Rewrite the entries starting at the line that contains "the white wall" and ending at the line that contains "[618,0,640,425]", changing "white wall" to "plaster wall" and leaving everything else as it is.

-- BEGIN Supplied information --

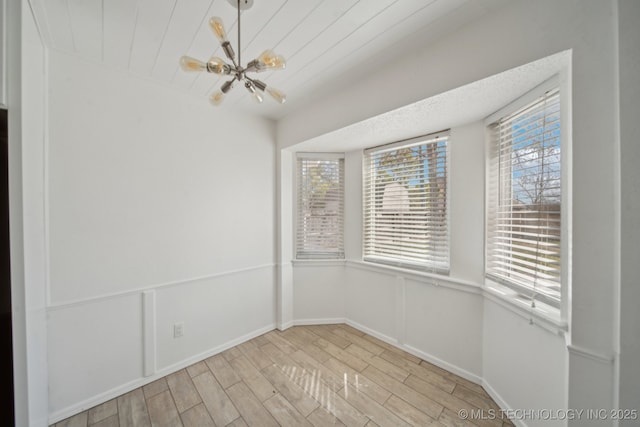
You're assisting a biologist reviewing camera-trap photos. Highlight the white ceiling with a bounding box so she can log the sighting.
[291,50,571,152]
[29,0,499,119]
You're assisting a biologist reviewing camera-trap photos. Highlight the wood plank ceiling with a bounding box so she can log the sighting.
[29,0,495,119]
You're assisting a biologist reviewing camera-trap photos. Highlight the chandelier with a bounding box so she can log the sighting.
[180,0,287,105]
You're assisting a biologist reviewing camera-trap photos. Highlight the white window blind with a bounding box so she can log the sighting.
[296,153,344,259]
[363,132,449,273]
[486,89,561,307]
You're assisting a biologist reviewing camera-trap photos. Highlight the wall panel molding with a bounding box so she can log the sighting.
[47,264,276,311]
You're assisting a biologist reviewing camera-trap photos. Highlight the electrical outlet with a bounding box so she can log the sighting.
[173,322,184,338]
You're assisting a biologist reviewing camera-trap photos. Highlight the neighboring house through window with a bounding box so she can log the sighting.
[363,132,449,273]
[486,80,562,307]
[296,153,344,259]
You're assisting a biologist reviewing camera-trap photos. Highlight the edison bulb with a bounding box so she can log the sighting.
[209,16,227,43]
[209,90,224,106]
[252,91,263,104]
[207,56,226,74]
[180,56,207,71]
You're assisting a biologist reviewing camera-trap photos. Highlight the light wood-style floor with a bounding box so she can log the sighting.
[55,324,513,427]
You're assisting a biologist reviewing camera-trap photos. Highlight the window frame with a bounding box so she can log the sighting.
[484,70,572,316]
[293,152,345,261]
[362,129,451,275]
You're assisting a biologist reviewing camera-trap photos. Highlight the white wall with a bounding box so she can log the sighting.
[7,1,48,426]
[293,122,484,381]
[278,0,624,425]
[47,51,276,421]
[618,0,640,425]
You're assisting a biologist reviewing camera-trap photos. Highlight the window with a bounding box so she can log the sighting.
[363,132,449,273]
[296,153,344,259]
[486,89,562,307]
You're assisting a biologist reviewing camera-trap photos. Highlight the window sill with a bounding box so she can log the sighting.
[482,281,568,335]
[347,260,481,294]
[291,258,347,267]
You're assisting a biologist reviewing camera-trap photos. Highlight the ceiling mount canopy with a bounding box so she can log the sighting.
[180,0,287,105]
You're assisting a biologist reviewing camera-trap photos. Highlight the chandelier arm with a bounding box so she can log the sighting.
[236,0,242,68]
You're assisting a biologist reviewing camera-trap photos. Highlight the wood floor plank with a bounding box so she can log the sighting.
[307,407,344,427]
[147,390,182,427]
[187,360,209,378]
[336,323,366,337]
[237,341,273,369]
[87,399,118,424]
[362,366,443,419]
[384,395,438,426]
[309,381,369,427]
[262,343,307,382]
[193,372,240,426]
[301,343,332,363]
[331,326,385,356]
[380,350,456,393]
[438,408,477,427]
[142,378,169,399]
[345,344,409,381]
[404,375,502,427]
[264,394,311,427]
[264,331,297,354]
[180,403,216,427]
[167,369,202,413]
[420,360,484,398]
[220,346,243,362]
[227,417,249,427]
[285,326,320,345]
[281,327,318,349]
[262,365,320,417]
[229,356,276,402]
[339,384,409,427]
[316,338,369,371]
[118,388,151,427]
[252,334,270,347]
[453,384,500,413]
[309,325,351,349]
[205,354,240,389]
[56,324,513,427]
[291,350,344,391]
[89,414,120,427]
[56,411,88,427]
[363,335,422,363]
[324,358,391,404]
[227,381,278,427]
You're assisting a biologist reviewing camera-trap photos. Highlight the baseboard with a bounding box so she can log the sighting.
[399,345,482,385]
[49,323,276,425]
[345,319,482,384]
[482,379,527,427]
[293,317,347,326]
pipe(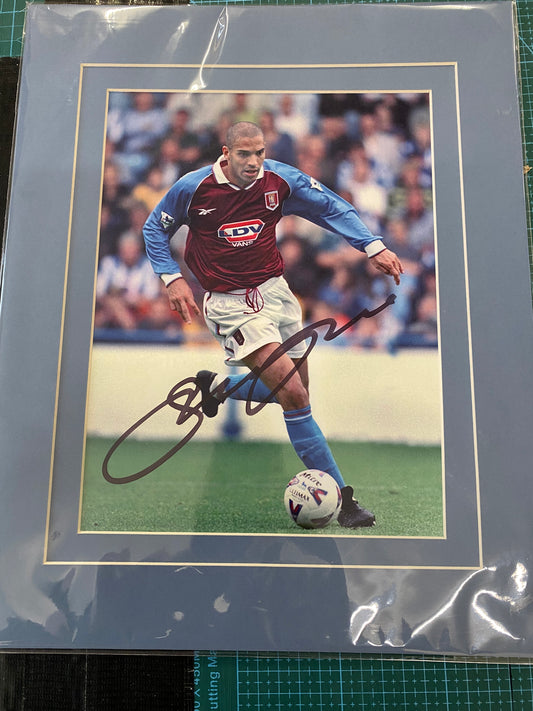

-- END Supplied information --

• Result of this task
You're assisting a biologist reviewing camera-trap photos. Highlight the plaster wall with a bounding box so she can log the sighting.
[7,1,48,426]
[293,122,484,381]
[278,0,624,425]
[47,51,276,421]
[618,0,640,425]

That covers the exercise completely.